**WHAT THIS TASK INVOLVES:**
Could you rewrite the data from the line with "the vineyard in" to the line with "point(14, 105)", both ends included and request lines kept, shifting every coordinate in the answers by -78?

(Items listed in a dataset)
■ ■ ■ ■ ■ ■ ■

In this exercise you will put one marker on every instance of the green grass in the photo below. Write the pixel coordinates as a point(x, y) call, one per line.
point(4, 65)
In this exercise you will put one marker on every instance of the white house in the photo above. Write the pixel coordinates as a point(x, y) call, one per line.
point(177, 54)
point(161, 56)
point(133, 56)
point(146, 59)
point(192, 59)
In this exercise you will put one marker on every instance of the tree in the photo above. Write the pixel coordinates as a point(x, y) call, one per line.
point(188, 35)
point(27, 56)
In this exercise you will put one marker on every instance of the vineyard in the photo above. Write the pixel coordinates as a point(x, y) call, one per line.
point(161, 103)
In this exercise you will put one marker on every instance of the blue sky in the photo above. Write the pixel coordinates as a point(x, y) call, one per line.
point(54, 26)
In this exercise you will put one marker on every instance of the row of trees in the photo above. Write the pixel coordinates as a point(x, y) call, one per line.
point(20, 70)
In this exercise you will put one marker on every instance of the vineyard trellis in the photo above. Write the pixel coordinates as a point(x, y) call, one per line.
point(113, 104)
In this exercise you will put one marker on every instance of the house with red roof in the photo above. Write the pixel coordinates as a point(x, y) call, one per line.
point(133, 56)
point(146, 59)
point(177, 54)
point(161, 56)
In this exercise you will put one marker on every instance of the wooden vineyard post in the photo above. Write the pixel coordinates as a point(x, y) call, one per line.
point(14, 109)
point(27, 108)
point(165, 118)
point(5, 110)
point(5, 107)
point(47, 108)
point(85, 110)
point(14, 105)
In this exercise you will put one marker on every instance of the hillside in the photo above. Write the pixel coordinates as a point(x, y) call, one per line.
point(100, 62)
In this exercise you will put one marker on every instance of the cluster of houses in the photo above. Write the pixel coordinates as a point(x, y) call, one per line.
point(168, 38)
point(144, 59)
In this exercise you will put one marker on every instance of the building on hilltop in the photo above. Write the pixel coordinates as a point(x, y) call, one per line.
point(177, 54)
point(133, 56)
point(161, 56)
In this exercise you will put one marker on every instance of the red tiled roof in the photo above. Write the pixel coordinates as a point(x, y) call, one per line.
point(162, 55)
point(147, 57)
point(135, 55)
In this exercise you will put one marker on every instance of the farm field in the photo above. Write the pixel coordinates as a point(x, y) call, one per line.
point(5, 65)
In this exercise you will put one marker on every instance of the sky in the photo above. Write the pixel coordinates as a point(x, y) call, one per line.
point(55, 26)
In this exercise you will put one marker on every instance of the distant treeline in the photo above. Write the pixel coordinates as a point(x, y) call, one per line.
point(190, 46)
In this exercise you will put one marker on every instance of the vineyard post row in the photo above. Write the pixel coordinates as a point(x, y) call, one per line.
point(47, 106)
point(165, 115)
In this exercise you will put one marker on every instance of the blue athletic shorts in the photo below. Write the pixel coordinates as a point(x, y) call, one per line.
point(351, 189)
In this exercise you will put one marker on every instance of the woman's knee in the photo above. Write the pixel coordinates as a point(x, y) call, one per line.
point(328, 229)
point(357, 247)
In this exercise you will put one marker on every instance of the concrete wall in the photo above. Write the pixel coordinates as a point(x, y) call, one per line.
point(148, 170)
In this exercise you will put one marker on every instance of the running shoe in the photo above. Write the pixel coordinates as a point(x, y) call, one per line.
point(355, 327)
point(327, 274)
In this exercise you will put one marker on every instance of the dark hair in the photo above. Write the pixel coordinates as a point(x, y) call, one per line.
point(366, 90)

■ ■ ■ ■ ■ ■ ■

**REPLY TO THE TASK:**
In this exercise you will put one marker on every instance of the vineyard in the photo above. Write the pixel coordinates as a point(x, y) call, one per line.
point(83, 25)
In this exercise you will put one marker on every instance of the blue sky in the photo above. Write the pixel coordinates as a point(x, y) call, one per line.
point(-24, -52)
In this exercise you will put one marker on every instance of the row of trees in the photo above. Write the pixel coordinates as a point(x, y) call, one per line.
point(-58, -8)
In this exercise you will put one marker on every instance of the vineyard trellis in the photo above. Write the pixel coordinates as a point(x, y) call, one per line.
point(35, 26)
In this exercise you will put one marker on every instance of the house with red roof in the photo above. Write the pixel coordinates as a point(x, y) call, one per line.
point(55, -22)
point(68, -19)
point(99, -24)
point(83, -22)
In this exercise you will put one marker on every instance of the wooden vineyard post in the photo above. Write the pixel coordinates as a point(x, y) call, one per line.
point(-64, 31)
point(-51, 30)
point(87, 40)
point(-73, 32)
point(-73, 29)
point(-31, 30)
point(7, 32)
point(-64, 27)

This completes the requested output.